┌─ SUPPLIED ENTRIES

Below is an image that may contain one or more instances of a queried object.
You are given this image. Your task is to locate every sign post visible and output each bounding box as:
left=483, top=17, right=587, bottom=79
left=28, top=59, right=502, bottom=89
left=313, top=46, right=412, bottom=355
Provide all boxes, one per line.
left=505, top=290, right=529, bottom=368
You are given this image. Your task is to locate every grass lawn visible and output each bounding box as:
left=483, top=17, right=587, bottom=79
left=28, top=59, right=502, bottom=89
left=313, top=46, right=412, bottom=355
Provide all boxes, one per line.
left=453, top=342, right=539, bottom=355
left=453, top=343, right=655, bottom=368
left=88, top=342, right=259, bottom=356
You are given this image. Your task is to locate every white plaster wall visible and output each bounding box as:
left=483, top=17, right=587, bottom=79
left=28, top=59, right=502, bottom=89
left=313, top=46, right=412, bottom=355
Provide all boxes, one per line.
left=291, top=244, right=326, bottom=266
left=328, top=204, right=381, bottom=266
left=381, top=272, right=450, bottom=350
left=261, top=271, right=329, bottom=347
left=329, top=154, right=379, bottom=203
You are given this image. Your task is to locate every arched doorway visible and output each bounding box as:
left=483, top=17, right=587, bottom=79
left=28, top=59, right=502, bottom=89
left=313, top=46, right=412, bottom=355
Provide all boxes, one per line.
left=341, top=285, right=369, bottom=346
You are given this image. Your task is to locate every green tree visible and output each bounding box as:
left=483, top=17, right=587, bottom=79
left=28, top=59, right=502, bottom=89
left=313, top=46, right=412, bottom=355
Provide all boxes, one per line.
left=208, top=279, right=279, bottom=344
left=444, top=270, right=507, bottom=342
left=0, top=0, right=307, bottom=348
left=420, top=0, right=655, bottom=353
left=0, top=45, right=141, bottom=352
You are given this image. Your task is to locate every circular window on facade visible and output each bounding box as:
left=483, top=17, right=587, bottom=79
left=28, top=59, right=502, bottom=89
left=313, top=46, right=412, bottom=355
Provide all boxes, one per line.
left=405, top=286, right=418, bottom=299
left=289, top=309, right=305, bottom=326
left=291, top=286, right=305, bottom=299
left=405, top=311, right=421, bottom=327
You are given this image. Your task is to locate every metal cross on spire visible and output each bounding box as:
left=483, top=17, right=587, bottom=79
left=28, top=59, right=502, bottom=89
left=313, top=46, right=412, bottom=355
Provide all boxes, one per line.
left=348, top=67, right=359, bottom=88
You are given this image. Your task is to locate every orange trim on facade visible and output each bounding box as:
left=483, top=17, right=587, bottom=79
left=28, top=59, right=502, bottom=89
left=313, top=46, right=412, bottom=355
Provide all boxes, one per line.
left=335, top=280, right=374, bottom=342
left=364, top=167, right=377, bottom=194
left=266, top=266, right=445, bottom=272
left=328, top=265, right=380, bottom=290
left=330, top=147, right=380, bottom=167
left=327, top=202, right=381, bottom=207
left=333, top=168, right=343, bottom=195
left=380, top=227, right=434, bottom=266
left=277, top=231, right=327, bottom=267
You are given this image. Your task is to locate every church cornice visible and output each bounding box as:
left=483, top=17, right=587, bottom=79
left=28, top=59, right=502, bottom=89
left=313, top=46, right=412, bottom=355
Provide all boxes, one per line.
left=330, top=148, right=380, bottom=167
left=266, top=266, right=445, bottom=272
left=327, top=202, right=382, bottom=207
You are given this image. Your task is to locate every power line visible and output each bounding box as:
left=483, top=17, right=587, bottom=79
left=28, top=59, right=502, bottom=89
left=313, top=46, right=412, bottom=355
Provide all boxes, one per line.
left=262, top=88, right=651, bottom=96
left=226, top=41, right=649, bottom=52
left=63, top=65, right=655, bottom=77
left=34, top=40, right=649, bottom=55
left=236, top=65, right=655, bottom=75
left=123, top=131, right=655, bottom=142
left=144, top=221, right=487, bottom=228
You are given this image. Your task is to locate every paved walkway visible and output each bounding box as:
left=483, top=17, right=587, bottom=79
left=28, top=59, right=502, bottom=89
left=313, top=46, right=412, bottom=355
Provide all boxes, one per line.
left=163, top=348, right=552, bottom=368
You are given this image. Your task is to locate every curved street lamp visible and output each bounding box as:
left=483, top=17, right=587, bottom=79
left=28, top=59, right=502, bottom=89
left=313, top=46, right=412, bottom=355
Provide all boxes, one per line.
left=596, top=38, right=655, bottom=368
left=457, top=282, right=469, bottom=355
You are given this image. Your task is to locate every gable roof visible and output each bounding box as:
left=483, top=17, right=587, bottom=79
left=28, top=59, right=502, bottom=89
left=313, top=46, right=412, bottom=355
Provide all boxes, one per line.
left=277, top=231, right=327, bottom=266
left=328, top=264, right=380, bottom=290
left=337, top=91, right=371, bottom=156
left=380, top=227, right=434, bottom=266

└─

DIRECTIONS:
Can you duplicate all of the entries above, line for line, with no changes?

FULL SOLUTION:
Below is an image that may contain one or more instances of a queried object.
You are given this image. Your task is to locate every sign post visible and output each bounding box as:
left=483, top=17, right=587, bottom=79
left=28, top=59, right=502, bottom=89
left=313, top=46, right=412, bottom=355
Provide all boxes, one per line.
left=505, top=290, right=529, bottom=368
You are given this image. Your task is to locate every grass lawn visible and output each bounding box as:
left=483, top=17, right=587, bottom=79
left=28, top=59, right=502, bottom=89
left=313, top=46, right=412, bottom=355
Provide all boxes, one per line.
left=453, top=342, right=539, bottom=355
left=453, top=343, right=655, bottom=368
left=88, top=342, right=259, bottom=356
You are given this image. Your task is to locate every white plaster wall visible and output each bounding box as:
left=483, top=17, right=587, bottom=79
left=28, top=59, right=502, bottom=89
left=313, top=46, right=412, bottom=355
Provide all boxes, one per line.
left=291, top=244, right=326, bottom=266
left=328, top=204, right=381, bottom=266
left=381, top=272, right=450, bottom=350
left=261, top=271, right=329, bottom=347
left=329, top=154, right=379, bottom=203
You are given this image. Your task is to locate every arched doorway visible and output each bounding box as:
left=483, top=17, right=587, bottom=79
left=28, top=59, right=502, bottom=89
left=313, top=46, right=412, bottom=355
Provide all boxes, one per line.
left=341, top=285, right=369, bottom=346
You are given this image. Your task is to locate every green tree visible and output each bounding box as:
left=483, top=17, right=587, bottom=79
left=28, top=59, right=502, bottom=89
left=313, top=46, right=412, bottom=355
Provide all boxes, one per line.
left=208, top=279, right=279, bottom=344
left=444, top=270, right=507, bottom=342
left=0, top=0, right=307, bottom=348
left=420, top=0, right=655, bottom=353
left=0, top=45, right=141, bottom=352
You are given this image. Your task is to locate every circular window on facade visible and output each bounding box as:
left=483, top=17, right=587, bottom=79
left=28, top=59, right=502, bottom=89
left=313, top=46, right=412, bottom=355
Provide all boxes, one per line.
left=405, top=286, right=418, bottom=299
left=289, top=309, right=305, bottom=326
left=291, top=286, right=305, bottom=299
left=405, top=311, right=421, bottom=327
You are given this image. Your task is to locate every metal cross on spire visible and output each bounding box as:
left=483, top=17, right=587, bottom=79
left=28, top=59, right=502, bottom=89
left=313, top=46, right=412, bottom=355
Provide all boxes, one per line.
left=348, top=67, right=359, bottom=88
You are given this image. Your task is to locate every orange trim on facade visible and output each bounding box as:
left=483, top=17, right=587, bottom=79
left=28, top=59, right=502, bottom=89
left=313, top=46, right=412, bottom=355
Provide all boxes, one per line.
left=335, top=280, right=374, bottom=342
left=364, top=167, right=377, bottom=194
left=266, top=266, right=445, bottom=272
left=328, top=265, right=380, bottom=290
left=330, top=147, right=380, bottom=167
left=327, top=202, right=381, bottom=207
left=333, top=168, right=343, bottom=195
left=380, top=227, right=434, bottom=266
left=277, top=231, right=327, bottom=267
You are given this image. Your task is to locate every church cornice visible and output each bounding box as:
left=483, top=17, right=587, bottom=79
left=28, top=59, right=502, bottom=89
left=313, top=46, right=412, bottom=355
Provide all boxes, one per line.
left=330, top=148, right=380, bottom=167
left=266, top=266, right=445, bottom=272
left=327, top=202, right=382, bottom=207
You are given this image. Your task is to locate every power line visible and output each bounding box as:
left=483, top=17, right=587, bottom=79
left=28, top=59, right=502, bottom=89
left=313, top=46, right=412, bottom=355
Provide all boxes, one per line.
left=262, top=88, right=651, bottom=96
left=226, top=41, right=649, bottom=52
left=63, top=65, right=655, bottom=77
left=34, top=40, right=649, bottom=55
left=236, top=65, right=655, bottom=75
left=123, top=131, right=655, bottom=142
left=144, top=221, right=487, bottom=228
You are given this image. Your task is to locate every paved walkway visible and output each bounding box as:
left=483, top=17, right=587, bottom=79
left=28, top=59, right=502, bottom=89
left=313, top=46, right=412, bottom=355
Provide all boxes, one per line.
left=163, top=348, right=552, bottom=368
You are given this image. Your task is to locate every curved street lamp visible and output each bounding box as:
left=483, top=17, right=587, bottom=79
left=28, top=59, right=502, bottom=89
left=313, top=46, right=412, bottom=355
Provide all boxes, one per line.
left=596, top=38, right=655, bottom=368
left=457, top=282, right=469, bottom=355
You are given this image. Your task is to locate every gable roof visible and output each bounding box as:
left=483, top=17, right=587, bottom=79
left=28, top=59, right=502, bottom=89
left=313, top=46, right=412, bottom=355
Provide all boxes, one per line.
left=277, top=231, right=327, bottom=266
left=328, top=264, right=380, bottom=290
left=337, top=91, right=371, bottom=156
left=380, top=227, right=434, bottom=266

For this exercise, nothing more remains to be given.